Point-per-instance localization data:
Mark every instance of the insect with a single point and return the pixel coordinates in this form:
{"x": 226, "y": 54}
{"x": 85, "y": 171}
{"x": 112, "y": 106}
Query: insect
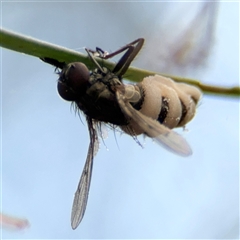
{"x": 152, "y": 107}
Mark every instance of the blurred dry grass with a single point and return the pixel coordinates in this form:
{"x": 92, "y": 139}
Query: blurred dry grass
{"x": 13, "y": 223}
{"x": 185, "y": 40}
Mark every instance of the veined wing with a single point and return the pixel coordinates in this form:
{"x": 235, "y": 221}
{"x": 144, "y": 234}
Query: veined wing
{"x": 81, "y": 194}
{"x": 152, "y": 128}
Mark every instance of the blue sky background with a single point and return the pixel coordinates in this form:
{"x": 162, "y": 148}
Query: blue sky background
{"x": 135, "y": 193}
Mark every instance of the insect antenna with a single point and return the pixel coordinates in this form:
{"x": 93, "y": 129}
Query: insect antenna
{"x": 94, "y": 60}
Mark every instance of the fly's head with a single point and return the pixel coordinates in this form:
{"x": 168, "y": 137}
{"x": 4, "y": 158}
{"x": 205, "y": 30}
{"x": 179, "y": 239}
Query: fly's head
{"x": 73, "y": 81}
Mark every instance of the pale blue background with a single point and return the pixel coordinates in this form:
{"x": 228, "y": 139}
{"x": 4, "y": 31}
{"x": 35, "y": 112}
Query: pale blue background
{"x": 135, "y": 193}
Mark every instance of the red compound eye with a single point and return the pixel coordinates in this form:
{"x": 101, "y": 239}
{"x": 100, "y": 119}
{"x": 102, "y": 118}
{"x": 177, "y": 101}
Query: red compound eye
{"x": 73, "y": 81}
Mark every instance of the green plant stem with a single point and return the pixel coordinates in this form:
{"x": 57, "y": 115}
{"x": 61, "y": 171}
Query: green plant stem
{"x": 41, "y": 49}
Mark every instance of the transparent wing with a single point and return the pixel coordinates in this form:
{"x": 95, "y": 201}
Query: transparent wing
{"x": 81, "y": 194}
{"x": 152, "y": 128}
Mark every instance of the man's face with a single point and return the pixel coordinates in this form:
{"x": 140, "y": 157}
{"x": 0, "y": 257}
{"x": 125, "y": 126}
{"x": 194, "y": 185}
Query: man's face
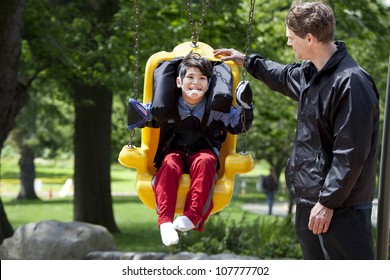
{"x": 194, "y": 85}
{"x": 299, "y": 45}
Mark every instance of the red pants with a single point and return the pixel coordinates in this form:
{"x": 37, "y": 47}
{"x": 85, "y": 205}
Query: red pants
{"x": 202, "y": 170}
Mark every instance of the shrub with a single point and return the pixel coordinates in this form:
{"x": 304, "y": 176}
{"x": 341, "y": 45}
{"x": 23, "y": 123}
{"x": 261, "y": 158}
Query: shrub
{"x": 266, "y": 237}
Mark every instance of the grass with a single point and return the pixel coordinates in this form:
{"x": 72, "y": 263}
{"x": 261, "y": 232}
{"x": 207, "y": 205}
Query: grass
{"x": 137, "y": 223}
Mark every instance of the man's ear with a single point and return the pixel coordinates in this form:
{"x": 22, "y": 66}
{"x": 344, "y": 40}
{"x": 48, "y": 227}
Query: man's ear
{"x": 310, "y": 38}
{"x": 178, "y": 82}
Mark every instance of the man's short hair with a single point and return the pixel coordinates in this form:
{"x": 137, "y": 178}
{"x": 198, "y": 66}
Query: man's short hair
{"x": 316, "y": 18}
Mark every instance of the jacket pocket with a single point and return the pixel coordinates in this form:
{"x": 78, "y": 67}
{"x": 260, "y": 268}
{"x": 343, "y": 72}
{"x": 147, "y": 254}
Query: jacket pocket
{"x": 322, "y": 161}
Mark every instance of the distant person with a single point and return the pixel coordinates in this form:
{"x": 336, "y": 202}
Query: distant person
{"x": 270, "y": 186}
{"x": 331, "y": 171}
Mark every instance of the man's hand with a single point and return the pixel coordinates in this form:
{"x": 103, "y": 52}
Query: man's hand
{"x": 320, "y": 217}
{"x": 230, "y": 54}
{"x": 244, "y": 94}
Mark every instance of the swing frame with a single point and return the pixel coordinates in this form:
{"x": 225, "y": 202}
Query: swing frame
{"x": 141, "y": 158}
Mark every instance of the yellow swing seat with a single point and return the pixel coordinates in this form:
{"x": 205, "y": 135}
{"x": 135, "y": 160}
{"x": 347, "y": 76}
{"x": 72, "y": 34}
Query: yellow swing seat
{"x": 141, "y": 158}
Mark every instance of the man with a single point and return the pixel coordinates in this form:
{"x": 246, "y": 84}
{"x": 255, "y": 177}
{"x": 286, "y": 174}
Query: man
{"x": 332, "y": 168}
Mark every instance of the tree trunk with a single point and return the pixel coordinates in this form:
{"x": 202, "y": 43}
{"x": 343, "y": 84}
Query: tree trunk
{"x": 92, "y": 181}
{"x": 12, "y": 94}
{"x": 27, "y": 174}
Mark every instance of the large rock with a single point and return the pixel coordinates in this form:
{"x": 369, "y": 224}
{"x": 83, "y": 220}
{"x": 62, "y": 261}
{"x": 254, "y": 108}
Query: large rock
{"x": 54, "y": 240}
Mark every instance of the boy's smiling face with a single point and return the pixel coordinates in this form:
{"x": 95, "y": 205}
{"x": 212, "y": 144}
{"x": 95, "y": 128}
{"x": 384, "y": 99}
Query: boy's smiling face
{"x": 194, "y": 85}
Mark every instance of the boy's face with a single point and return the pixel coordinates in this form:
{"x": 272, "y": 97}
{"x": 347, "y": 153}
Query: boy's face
{"x": 194, "y": 85}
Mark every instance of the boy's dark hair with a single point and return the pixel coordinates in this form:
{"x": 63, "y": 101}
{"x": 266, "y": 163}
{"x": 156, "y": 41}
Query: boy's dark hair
{"x": 316, "y": 18}
{"x": 195, "y": 60}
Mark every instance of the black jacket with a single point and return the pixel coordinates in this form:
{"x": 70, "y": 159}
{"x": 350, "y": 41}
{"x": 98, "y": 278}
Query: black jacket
{"x": 334, "y": 156}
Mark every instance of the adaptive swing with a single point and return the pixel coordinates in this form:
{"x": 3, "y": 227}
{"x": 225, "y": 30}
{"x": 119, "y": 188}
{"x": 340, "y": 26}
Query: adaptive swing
{"x": 141, "y": 158}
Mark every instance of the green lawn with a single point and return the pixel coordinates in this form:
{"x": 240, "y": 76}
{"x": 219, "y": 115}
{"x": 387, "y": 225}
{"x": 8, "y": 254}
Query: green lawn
{"x": 137, "y": 223}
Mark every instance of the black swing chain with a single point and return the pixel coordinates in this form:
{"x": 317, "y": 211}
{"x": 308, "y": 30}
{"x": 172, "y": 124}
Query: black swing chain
{"x": 196, "y": 29}
{"x": 136, "y": 62}
{"x": 244, "y": 72}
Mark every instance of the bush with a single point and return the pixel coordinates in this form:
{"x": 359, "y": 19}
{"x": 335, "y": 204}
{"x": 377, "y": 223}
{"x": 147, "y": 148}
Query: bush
{"x": 266, "y": 237}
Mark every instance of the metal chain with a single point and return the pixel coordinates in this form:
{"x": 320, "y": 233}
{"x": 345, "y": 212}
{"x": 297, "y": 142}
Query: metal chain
{"x": 195, "y": 30}
{"x": 136, "y": 48}
{"x": 248, "y": 37}
{"x": 244, "y": 72}
{"x": 136, "y": 62}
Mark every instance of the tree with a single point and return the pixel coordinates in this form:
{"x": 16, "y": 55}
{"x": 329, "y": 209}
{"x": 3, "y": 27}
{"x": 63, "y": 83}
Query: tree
{"x": 12, "y": 94}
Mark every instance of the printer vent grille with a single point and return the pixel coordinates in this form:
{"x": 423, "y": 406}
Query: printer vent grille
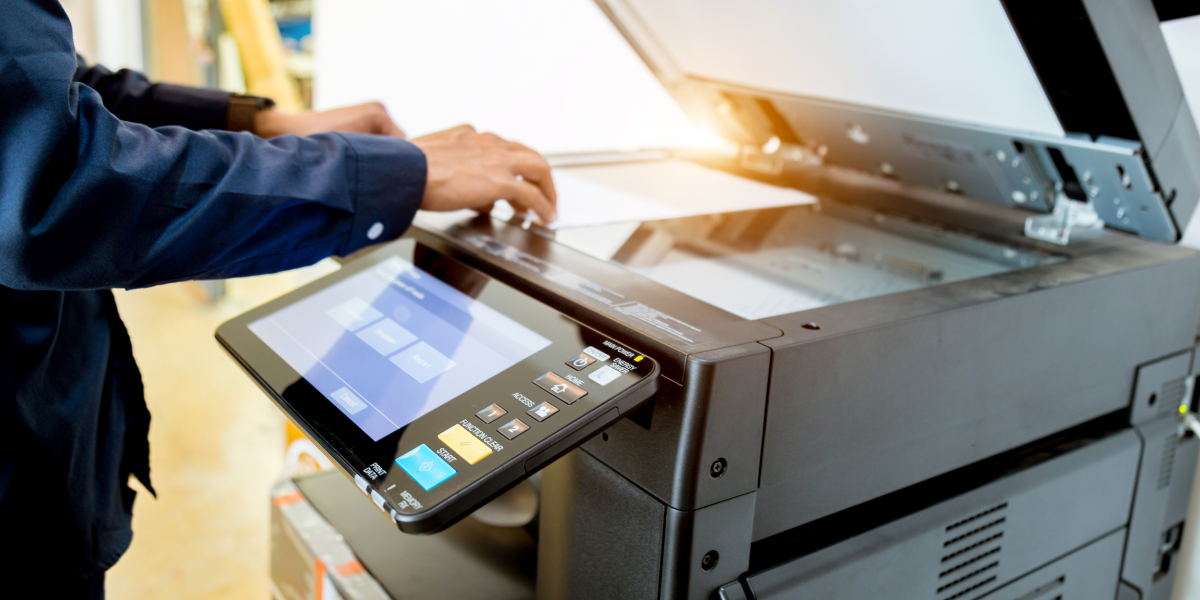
{"x": 970, "y": 562}
{"x": 1167, "y": 466}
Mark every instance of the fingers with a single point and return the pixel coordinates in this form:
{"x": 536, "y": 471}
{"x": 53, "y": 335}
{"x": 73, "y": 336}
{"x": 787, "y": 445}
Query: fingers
{"x": 526, "y": 196}
{"x": 532, "y": 167}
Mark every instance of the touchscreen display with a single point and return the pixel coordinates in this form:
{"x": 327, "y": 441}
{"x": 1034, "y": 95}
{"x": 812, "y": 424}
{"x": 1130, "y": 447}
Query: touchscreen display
{"x": 390, "y": 343}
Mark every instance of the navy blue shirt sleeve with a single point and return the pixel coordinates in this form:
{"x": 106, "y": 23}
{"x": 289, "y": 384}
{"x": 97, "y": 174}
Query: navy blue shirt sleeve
{"x": 132, "y": 97}
{"x": 90, "y": 202}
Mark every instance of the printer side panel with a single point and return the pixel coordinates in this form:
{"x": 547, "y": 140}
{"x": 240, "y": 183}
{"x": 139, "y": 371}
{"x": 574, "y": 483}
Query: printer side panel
{"x": 702, "y": 441}
{"x": 1051, "y": 531}
{"x": 863, "y": 413}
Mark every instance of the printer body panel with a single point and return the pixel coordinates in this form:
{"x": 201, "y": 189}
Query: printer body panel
{"x": 897, "y": 390}
{"x": 981, "y": 540}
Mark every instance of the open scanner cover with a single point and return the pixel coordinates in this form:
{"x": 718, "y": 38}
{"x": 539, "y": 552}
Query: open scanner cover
{"x": 1021, "y": 103}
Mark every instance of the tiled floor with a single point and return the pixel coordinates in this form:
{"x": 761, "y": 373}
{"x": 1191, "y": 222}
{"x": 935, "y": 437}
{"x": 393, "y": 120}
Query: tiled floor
{"x": 217, "y": 445}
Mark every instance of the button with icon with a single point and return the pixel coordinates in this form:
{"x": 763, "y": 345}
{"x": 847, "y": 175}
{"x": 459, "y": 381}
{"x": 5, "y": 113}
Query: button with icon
{"x": 513, "y": 429}
{"x": 559, "y": 388}
{"x": 426, "y": 467}
{"x": 543, "y": 412}
{"x": 491, "y": 413}
{"x": 581, "y": 361}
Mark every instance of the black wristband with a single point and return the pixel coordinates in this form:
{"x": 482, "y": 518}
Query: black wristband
{"x": 243, "y": 111}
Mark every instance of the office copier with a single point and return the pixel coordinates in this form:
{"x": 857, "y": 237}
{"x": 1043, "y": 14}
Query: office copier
{"x": 966, "y": 372}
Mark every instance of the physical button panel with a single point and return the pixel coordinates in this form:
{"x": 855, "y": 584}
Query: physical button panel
{"x": 465, "y": 444}
{"x": 472, "y": 444}
{"x": 491, "y": 413}
{"x": 543, "y": 412}
{"x": 559, "y": 388}
{"x": 513, "y": 429}
{"x": 582, "y": 361}
{"x": 426, "y": 467}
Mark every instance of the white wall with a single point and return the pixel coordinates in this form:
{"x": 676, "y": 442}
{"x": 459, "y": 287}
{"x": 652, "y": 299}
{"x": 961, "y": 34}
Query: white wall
{"x": 107, "y": 31}
{"x": 552, "y": 73}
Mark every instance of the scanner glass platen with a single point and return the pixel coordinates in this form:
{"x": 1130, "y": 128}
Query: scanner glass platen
{"x": 763, "y": 263}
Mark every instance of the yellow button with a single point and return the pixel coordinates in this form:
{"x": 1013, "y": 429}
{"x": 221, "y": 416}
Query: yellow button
{"x": 459, "y": 439}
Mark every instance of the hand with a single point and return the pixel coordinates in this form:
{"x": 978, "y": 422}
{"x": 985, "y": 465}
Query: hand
{"x": 472, "y": 171}
{"x": 370, "y": 118}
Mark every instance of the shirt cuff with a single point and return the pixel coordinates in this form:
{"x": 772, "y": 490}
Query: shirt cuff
{"x": 389, "y": 184}
{"x": 195, "y": 108}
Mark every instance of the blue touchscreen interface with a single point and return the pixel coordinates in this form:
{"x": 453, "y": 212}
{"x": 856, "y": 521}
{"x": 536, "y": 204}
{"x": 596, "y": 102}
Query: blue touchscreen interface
{"x": 393, "y": 342}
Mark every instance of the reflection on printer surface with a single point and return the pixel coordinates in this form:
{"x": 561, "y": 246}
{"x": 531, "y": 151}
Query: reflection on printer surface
{"x": 763, "y": 263}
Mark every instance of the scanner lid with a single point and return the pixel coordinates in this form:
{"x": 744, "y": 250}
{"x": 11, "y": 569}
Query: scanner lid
{"x": 1017, "y": 102}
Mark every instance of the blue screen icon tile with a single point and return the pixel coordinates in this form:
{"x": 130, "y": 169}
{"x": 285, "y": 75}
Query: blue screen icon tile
{"x": 385, "y": 336}
{"x": 423, "y": 361}
{"x": 426, "y": 467}
{"x": 353, "y": 313}
{"x": 349, "y": 401}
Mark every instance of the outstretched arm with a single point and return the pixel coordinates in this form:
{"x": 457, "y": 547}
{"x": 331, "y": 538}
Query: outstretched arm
{"x": 89, "y": 201}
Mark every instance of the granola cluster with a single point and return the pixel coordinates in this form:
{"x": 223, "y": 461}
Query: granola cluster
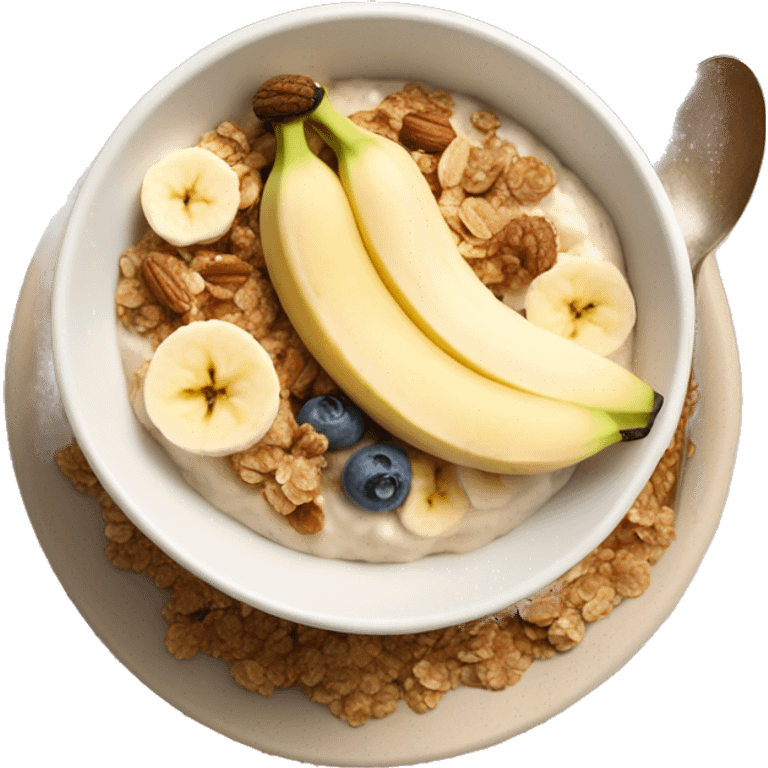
{"x": 482, "y": 192}
{"x": 162, "y": 287}
{"x": 359, "y": 677}
{"x": 485, "y": 192}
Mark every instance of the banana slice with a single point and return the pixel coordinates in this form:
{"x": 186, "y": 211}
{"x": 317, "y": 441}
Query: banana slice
{"x": 211, "y": 388}
{"x": 584, "y": 299}
{"x": 190, "y": 196}
{"x": 436, "y": 501}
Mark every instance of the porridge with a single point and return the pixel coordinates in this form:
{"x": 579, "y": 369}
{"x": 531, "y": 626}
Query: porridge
{"x": 364, "y": 677}
{"x": 288, "y": 472}
{"x": 515, "y": 211}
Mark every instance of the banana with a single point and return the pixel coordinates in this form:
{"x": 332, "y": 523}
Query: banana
{"x": 211, "y": 388}
{"x": 436, "y": 501}
{"x": 367, "y": 344}
{"x": 190, "y": 196}
{"x": 414, "y": 252}
{"x": 584, "y": 299}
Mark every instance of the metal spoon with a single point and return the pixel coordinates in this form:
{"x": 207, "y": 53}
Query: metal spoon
{"x": 713, "y": 159}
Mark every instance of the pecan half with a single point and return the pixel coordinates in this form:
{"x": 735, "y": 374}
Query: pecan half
{"x": 164, "y": 276}
{"x": 284, "y": 97}
{"x": 429, "y": 130}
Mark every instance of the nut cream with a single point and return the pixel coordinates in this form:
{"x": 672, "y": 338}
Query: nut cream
{"x": 497, "y": 504}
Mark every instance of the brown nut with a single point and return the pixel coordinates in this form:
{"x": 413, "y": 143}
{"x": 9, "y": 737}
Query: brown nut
{"x": 429, "y": 131}
{"x": 221, "y": 268}
{"x": 285, "y": 97}
{"x": 162, "y": 274}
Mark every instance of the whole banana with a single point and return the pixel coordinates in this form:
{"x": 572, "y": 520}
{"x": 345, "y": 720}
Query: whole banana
{"x": 414, "y": 252}
{"x": 359, "y": 333}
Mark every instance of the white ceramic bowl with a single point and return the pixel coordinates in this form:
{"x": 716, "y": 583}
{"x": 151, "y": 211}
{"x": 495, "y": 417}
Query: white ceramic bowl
{"x": 394, "y": 40}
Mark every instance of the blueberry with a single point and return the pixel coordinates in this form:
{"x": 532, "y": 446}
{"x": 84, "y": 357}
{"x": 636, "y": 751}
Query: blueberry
{"x": 377, "y": 477}
{"x": 336, "y": 418}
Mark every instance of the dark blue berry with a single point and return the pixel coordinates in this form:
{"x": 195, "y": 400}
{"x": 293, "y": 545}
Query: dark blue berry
{"x": 377, "y": 477}
{"x": 336, "y": 418}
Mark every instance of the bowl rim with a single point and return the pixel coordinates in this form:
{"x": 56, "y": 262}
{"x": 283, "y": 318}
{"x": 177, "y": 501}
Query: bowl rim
{"x": 225, "y": 46}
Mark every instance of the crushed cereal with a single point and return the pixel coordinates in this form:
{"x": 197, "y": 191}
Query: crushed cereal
{"x": 481, "y": 192}
{"x": 363, "y": 677}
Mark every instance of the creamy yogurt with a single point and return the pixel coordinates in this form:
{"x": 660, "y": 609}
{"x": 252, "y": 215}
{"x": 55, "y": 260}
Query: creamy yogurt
{"x": 498, "y": 503}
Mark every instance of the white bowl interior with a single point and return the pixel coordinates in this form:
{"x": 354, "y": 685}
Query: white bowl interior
{"x": 378, "y": 40}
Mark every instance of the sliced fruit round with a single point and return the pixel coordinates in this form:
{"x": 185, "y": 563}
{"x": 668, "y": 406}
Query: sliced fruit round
{"x": 190, "y": 196}
{"x": 584, "y": 299}
{"x": 437, "y": 501}
{"x": 211, "y": 388}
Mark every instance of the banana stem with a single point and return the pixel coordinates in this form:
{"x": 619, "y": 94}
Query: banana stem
{"x": 292, "y": 145}
{"x": 338, "y": 131}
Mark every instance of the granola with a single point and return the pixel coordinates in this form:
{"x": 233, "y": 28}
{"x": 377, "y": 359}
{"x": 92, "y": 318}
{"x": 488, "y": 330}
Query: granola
{"x": 479, "y": 188}
{"x": 364, "y": 677}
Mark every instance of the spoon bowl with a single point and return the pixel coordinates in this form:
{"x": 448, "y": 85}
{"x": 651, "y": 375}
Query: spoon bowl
{"x": 712, "y": 161}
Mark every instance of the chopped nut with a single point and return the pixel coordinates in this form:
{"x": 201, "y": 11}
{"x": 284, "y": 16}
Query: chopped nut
{"x": 485, "y": 121}
{"x": 221, "y": 268}
{"x": 430, "y": 131}
{"x": 453, "y": 161}
{"x": 524, "y": 248}
{"x": 483, "y": 167}
{"x": 529, "y": 179}
{"x": 286, "y": 96}
{"x": 481, "y": 218}
{"x": 172, "y": 283}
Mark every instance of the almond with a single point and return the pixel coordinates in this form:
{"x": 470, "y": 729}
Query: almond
{"x": 430, "y": 131}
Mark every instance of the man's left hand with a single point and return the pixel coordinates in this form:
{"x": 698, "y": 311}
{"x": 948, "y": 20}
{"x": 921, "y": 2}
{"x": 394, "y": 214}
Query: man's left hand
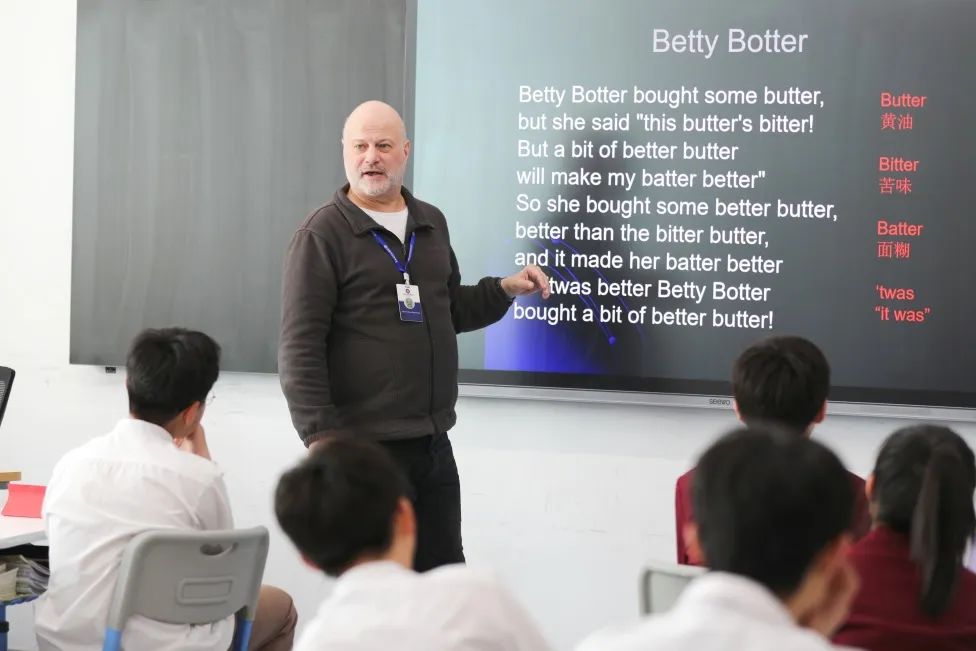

Task prompt:
Within the entries above, how many lines include the word "left"? Respond with the number only.

Response to the task:
2